Passage given:
— BEGIN —
A thousand stumbles on the same stone
Carlos Alberto Montaner
Latin America returns to the past. It
returns to the entrepreneur government that makes demagogue politicians so
happy and brings so much waste and backwardness to the people. The man who
launched this retrotrend was Argentine Néstor Kirchner, but he was followed
enthusiastically by Bolivian Evo Morales and Venezuelan Hugo Chávez. It is
very likely that Ecuadorean Rafael Correa also will try it as soon as he
occupies the presidential chair. I don't know what Daniel Ortega will do. He
comes to power in Nicaragua in such a state of weakness that perhaps he'll
be unable to follow suit, at least for a while.
— END —
Material shown:
— BEGIN —
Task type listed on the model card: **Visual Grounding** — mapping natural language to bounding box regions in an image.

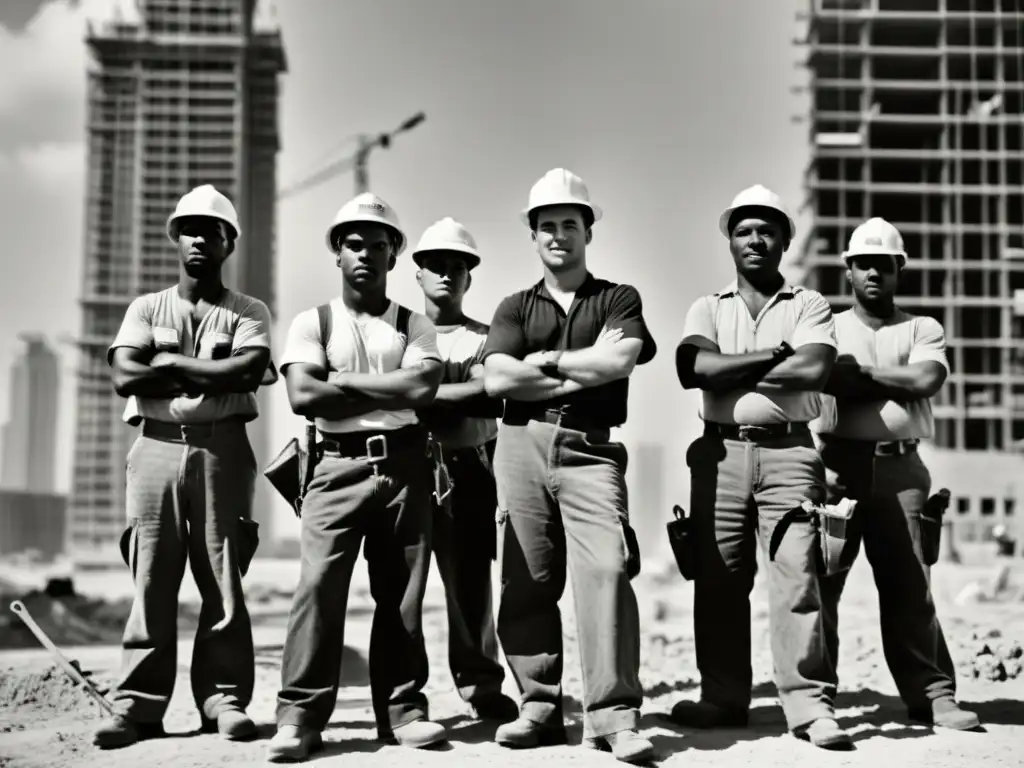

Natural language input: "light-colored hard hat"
[718,184,797,241]
[520,168,602,226]
[843,216,906,265]
[167,184,242,243]
[413,216,480,269]
[327,193,406,256]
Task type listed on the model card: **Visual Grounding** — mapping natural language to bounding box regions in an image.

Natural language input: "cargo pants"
[113,421,257,723]
[821,435,956,709]
[276,426,432,737]
[686,432,836,730]
[433,440,505,703]
[495,421,643,736]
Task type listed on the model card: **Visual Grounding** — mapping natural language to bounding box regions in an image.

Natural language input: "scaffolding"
[797,0,1024,452]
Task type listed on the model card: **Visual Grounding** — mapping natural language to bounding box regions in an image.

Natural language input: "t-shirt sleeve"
[106,295,153,365]
[790,291,839,349]
[604,286,657,365]
[401,312,441,368]
[281,309,328,373]
[231,299,271,352]
[907,317,949,373]
[480,295,526,362]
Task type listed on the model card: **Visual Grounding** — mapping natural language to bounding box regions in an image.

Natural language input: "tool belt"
[768,498,857,575]
[142,416,246,443]
[705,421,811,442]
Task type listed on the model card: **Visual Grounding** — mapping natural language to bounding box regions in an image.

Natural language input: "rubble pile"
[971,629,1024,683]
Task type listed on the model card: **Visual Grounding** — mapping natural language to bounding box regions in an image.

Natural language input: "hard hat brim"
[718,203,797,241]
[519,200,604,226]
[167,213,242,244]
[413,245,480,269]
[326,215,407,256]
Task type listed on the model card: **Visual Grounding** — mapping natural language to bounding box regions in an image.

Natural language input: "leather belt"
[321,424,426,463]
[142,416,246,443]
[705,421,811,442]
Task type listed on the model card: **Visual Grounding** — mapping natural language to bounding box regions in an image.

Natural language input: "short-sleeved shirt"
[683,283,836,424]
[280,299,440,434]
[106,286,271,426]
[811,308,949,442]
[432,319,498,449]
[482,273,657,428]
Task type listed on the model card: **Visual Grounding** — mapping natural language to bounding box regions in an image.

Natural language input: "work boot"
[583,728,654,764]
[385,720,447,750]
[794,718,853,751]
[907,696,981,731]
[266,725,324,763]
[92,715,167,750]
[669,700,750,729]
[200,708,256,741]
[495,716,568,750]
[469,693,519,723]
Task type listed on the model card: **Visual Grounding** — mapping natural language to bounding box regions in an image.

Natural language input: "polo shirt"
[106,286,271,426]
[481,272,657,428]
[431,318,498,449]
[811,307,949,442]
[682,282,836,425]
[281,298,440,433]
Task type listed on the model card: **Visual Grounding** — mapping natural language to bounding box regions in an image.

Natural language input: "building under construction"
[68,0,286,560]
[799,0,1024,532]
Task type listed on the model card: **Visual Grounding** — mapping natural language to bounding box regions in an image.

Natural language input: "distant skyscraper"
[0,334,60,494]
[68,0,286,559]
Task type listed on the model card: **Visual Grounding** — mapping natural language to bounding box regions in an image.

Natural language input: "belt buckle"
[367,434,387,474]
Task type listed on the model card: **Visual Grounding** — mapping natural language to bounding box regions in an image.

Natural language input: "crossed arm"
[285,359,442,421]
[112,346,270,397]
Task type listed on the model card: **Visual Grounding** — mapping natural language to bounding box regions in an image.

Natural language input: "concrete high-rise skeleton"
[800,0,1024,540]
[68,0,286,559]
[0,334,60,494]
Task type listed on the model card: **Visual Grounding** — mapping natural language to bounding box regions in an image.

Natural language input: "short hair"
[528,203,594,232]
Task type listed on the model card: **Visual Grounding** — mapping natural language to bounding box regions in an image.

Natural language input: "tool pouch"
[921,488,950,565]
[666,504,696,582]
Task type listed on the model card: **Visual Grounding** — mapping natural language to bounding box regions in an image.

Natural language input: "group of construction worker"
[94,168,979,763]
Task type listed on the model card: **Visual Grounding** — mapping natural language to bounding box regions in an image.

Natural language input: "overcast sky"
[0,0,808,528]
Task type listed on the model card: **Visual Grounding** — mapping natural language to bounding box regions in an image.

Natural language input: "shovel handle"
[10,600,117,717]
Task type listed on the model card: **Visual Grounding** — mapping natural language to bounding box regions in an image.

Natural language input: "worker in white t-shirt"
[413,218,519,722]
[268,193,446,762]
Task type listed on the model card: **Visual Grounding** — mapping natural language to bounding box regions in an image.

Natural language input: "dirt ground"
[0,559,1024,768]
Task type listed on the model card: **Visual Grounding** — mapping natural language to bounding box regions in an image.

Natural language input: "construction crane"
[278,112,427,200]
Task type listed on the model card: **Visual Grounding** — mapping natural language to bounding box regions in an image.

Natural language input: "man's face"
[846,254,899,302]
[175,216,234,278]
[416,251,470,305]
[729,212,790,276]
[337,222,395,289]
[531,206,591,272]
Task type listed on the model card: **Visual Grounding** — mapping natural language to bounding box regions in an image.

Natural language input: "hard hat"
[718,184,797,241]
[413,216,480,269]
[520,168,602,226]
[843,216,906,266]
[167,184,242,243]
[327,193,406,256]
— END —
The tasks:
1. According to the passage on Latin America, is each statement true? Answer yes or no and quote the deciding words. (a) Néstor Kirchner started the trend. (b) Daniel Ortega comes to power in Nicaragua from a position of strength. (c) Rafael Correa already occupies the presidential chair.
2. Duplicate the part of the passage on Latin America that opens with the words containing "A thousand stumbles" and closes with "for a while.".
The items have no connection to the passage on Latin America.

The results:
1.
(a) Yes: "The man who launched this retrotrend was Argentine Néstor Kirchner"
(b) No: "in such a state of weakness"
(c) No: "will try it as soon as he occupies the presidential chair"

2.
A thousand stumbles on the same stone
Carlos Alberto Montaner
Latin America returns to the past. It
returns to the entrepreneur government that makes demagogue politicians so
happy and brings so much waste and backwardness to the people. The man who
launched this retrotrend was Argentine Néstor Kirchner, but he was followed
enthusiastically by Bolivian Evo Morales and Venezuelan Hugo Chávez. It is
very likely that Ecuadorean Rafael Correa also will try it as soon as he
occupies the presidential chair. I don't know what Daniel Ortega will do. He
comes to power in Nicaragua in such a state of weakness that perhaps he'll
be unable to follow suit, at least for a while.